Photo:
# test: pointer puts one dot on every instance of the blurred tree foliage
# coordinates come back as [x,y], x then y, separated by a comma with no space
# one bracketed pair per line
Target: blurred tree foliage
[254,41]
◇ ◇ ◇ ◇
Request
Format every line of the records above as a numbered list, omitting any blank lines.

Result for this task
1. Photo:
2. # test: pointer puts one dot on every instance of the blurred tree foliage
3. # coordinates come back as [x,y], x then y, separated by a comma with no space
4. # one bracketed pair per line
5. Target: blurred tree foliage
6. [254,41]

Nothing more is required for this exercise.